● Document extract
* BEGIN *
In honor of Holocaust Remembrance Day, a sobering 2011 piece by David Rieff about the persistence of genocide:
Since 1945, “never again” has meant, essentially, “Never again will Germans kill Jews in Europe in the 1940s.” There is nothing wrong with this. But there is also nothing all that right with it either. Bluntly put, an undeniable gulf exists between the frequency with which the phrase is used—above all on days of remembrance most commonly marking the Shoah, but now, increasingly, other great crimes against humanity—and the reality, which is that 65 years after the liberation of the Nazi concentration camps, “never again” has proved to be nothing more than a promise on which no state has ever been willing to deliver. When, last May, the writer Elie Wiesel, himself a former prisoner in Buchenwald, accompanied President Barack Obama and Chancellor Angela Merkel to the site of the camp, he said that he had always imagined that he would return some day and tell his father’s ghost that the world had learned from the Holocaust and that it had become a “sacred duty” for people everywhere to prevent it from recurring. But, Wiesel continued, had the world actually learned anything, “there would be no Cambodia, and no Rwanda and no Darfur and no Bosnia.”
At the New York Times, Karen Stohr argues that our politics needs less contempt—and maybe more anger:
A fundamental feature of contempt is that...it is directed at the entire person, rather than just some aspect of that person. It is thus unlike other negative attitudes, like anger. If I express anger toward you, I am engaging with you. If I express contempt toward you, I am dismissing you. The distinction is crucial.
* END *
Data records
* BEGIN *
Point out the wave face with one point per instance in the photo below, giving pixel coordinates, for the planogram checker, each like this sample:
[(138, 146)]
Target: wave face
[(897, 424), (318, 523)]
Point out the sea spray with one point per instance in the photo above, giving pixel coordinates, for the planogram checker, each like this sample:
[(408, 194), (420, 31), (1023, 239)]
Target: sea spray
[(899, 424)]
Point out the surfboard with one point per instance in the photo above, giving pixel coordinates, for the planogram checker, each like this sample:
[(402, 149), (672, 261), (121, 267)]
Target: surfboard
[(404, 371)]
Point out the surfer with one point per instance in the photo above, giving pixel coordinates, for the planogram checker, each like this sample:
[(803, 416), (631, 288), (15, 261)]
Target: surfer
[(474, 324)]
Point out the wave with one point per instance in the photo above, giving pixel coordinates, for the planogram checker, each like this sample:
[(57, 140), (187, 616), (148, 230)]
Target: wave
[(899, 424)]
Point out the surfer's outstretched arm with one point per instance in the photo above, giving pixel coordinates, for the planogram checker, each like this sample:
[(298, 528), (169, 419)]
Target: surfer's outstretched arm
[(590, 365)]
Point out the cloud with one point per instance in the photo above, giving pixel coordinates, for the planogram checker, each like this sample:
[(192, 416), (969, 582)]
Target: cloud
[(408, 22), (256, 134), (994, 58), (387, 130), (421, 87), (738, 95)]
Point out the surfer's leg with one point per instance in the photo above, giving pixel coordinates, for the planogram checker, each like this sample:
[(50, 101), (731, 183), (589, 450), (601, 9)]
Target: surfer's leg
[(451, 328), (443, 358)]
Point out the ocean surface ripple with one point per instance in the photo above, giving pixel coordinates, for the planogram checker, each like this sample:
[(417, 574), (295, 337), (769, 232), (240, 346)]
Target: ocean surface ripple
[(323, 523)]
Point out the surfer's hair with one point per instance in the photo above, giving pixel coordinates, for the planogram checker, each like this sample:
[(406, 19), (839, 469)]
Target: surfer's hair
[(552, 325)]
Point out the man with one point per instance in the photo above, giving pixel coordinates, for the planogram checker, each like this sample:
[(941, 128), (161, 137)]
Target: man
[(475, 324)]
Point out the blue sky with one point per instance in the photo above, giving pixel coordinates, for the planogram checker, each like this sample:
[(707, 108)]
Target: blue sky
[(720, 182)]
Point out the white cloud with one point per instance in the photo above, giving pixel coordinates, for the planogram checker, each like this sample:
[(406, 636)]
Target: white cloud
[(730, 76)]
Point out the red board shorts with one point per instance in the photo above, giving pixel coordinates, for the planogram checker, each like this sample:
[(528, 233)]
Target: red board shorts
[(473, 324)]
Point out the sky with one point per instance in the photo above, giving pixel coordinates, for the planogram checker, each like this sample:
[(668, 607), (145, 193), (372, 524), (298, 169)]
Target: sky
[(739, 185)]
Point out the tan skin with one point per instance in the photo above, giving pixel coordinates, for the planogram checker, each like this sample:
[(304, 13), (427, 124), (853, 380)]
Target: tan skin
* END *
* BEGIN *
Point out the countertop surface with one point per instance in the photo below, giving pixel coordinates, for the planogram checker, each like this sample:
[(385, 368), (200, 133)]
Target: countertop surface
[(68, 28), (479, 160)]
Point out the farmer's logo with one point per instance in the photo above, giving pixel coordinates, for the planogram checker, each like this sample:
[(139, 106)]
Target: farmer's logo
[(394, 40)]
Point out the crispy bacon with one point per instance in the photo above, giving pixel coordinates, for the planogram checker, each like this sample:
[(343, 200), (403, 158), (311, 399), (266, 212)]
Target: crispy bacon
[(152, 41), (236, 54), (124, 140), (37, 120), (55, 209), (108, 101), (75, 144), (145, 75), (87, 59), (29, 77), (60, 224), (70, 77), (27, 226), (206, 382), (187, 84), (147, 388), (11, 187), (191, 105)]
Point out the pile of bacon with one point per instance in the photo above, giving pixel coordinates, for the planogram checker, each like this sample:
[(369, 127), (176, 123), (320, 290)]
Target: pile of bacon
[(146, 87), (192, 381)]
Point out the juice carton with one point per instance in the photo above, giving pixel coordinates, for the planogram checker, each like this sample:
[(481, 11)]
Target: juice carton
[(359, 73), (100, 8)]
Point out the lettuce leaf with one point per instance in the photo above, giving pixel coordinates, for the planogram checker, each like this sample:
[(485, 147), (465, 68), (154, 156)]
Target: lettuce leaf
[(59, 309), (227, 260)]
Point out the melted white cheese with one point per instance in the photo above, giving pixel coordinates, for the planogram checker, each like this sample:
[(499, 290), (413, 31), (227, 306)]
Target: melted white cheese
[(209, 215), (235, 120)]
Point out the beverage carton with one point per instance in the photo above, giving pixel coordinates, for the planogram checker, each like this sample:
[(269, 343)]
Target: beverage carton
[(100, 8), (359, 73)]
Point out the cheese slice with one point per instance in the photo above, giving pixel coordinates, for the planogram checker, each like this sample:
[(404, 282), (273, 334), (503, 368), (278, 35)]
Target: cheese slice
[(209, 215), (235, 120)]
* END *
● Work to do
**A.** Render this sentence from the commentary excerpt into Spanish: "If I express anger toward you, I am engaging with you."
**B.** Repeat the passage of the commentary excerpt starting with "At the New York" and going on through "distinction is crucial.".

● Complete answers
**A.** Si expreso enojo hacia ti, estoy interactuando contigo.

**B.**
At the New York Times, Karen Stohr argues that our politics needs less contempt—and maybe more anger:
A fundamental feature of contempt is that...it is directed at the entire person, rather than just some aspect of that person. It is thus unlike other negative attitudes, like anger. If I express anger toward you, I am engaging with you. If I express contempt toward you, I am dismissing you. The distinction is crucial.